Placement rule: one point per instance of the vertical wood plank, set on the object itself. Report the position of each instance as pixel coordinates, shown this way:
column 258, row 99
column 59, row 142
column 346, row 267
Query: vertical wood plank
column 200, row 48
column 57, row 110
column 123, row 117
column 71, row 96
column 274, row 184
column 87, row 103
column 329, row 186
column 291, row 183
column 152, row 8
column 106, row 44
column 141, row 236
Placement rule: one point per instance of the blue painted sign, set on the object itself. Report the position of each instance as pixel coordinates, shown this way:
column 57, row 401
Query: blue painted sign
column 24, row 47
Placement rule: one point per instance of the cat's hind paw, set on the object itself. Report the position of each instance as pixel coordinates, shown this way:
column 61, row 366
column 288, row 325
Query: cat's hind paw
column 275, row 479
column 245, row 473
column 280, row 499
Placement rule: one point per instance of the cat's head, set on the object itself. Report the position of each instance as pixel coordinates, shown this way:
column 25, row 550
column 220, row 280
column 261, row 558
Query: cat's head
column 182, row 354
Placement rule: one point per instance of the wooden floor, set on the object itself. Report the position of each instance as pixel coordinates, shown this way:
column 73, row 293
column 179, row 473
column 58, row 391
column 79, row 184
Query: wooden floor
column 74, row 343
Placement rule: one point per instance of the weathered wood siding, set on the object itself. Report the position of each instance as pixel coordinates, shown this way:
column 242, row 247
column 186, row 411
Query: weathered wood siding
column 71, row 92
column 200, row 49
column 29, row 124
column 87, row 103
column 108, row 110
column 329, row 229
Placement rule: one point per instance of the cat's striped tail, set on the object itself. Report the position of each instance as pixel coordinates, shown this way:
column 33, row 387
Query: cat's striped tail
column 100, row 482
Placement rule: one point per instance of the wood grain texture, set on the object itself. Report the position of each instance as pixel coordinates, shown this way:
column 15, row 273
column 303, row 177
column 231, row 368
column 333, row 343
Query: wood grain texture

TASK REQUIREMENTS
Every line of the listing must be transcribed exactly.

RESPONSE
Placement rule: one point per instance of the vertical wood plank, set on the object itself. Report the position of each instance as pixel coordinates, shown this way:
column 258, row 99
column 59, row 142
column 346, row 267
Query: vertical wood plank
column 200, row 48
column 57, row 110
column 123, row 117
column 71, row 96
column 274, row 184
column 87, row 103
column 329, row 186
column 291, row 183
column 152, row 8
column 106, row 44
column 141, row 236
Placement rule: one point per instance of the blue painted sign, set on the object itself. Report the position of each instance as pixel coordinates, shown this way:
column 57, row 401
Query: blue painted sign
column 24, row 47
Placement rule: one point per instance of the cat's hind paw, set on the object itself. Report the position of each instance as pixel coordinates, shown this way:
column 61, row 366
column 288, row 325
Query: cat's hind paw
column 275, row 479
column 245, row 473
column 280, row 499
Placement rule: one point per instance of the cat's head, set on the object itself. Report the position of each instance as pixel coordinates, shown this way:
column 25, row 550
column 220, row 280
column 261, row 558
Query: cat's head
column 182, row 354
Placement rule: one point per instance of the wooden floor, set on the object itself. Report the position of each instance as pixel coordinates, shown this way:
column 73, row 293
column 179, row 473
column 58, row 391
column 79, row 184
Query: wooden floor
column 74, row 343
Placement rule: one point per instance of the weathered wood siding, set on the object itself. Report the position of each instance as pixel coordinates, shown this way:
column 242, row 247
column 186, row 411
Query: weathered wood siding
column 71, row 92
column 200, row 49
column 29, row 124
column 87, row 103
column 108, row 110
column 329, row 229
Placement rule: one point per instance of the cat's striped tail, set on the object itself. Report the position of each instance as pixel coordinates, shown this way:
column 33, row 387
Query: cat's striped tail
column 100, row 482
Placement rule: one point per instance of the wood grain texture, set on the object itself. Report the position of each instance as pixel coordinates, shown this way:
column 15, row 273
column 303, row 177
column 231, row 368
column 333, row 343
Query: wood grain texture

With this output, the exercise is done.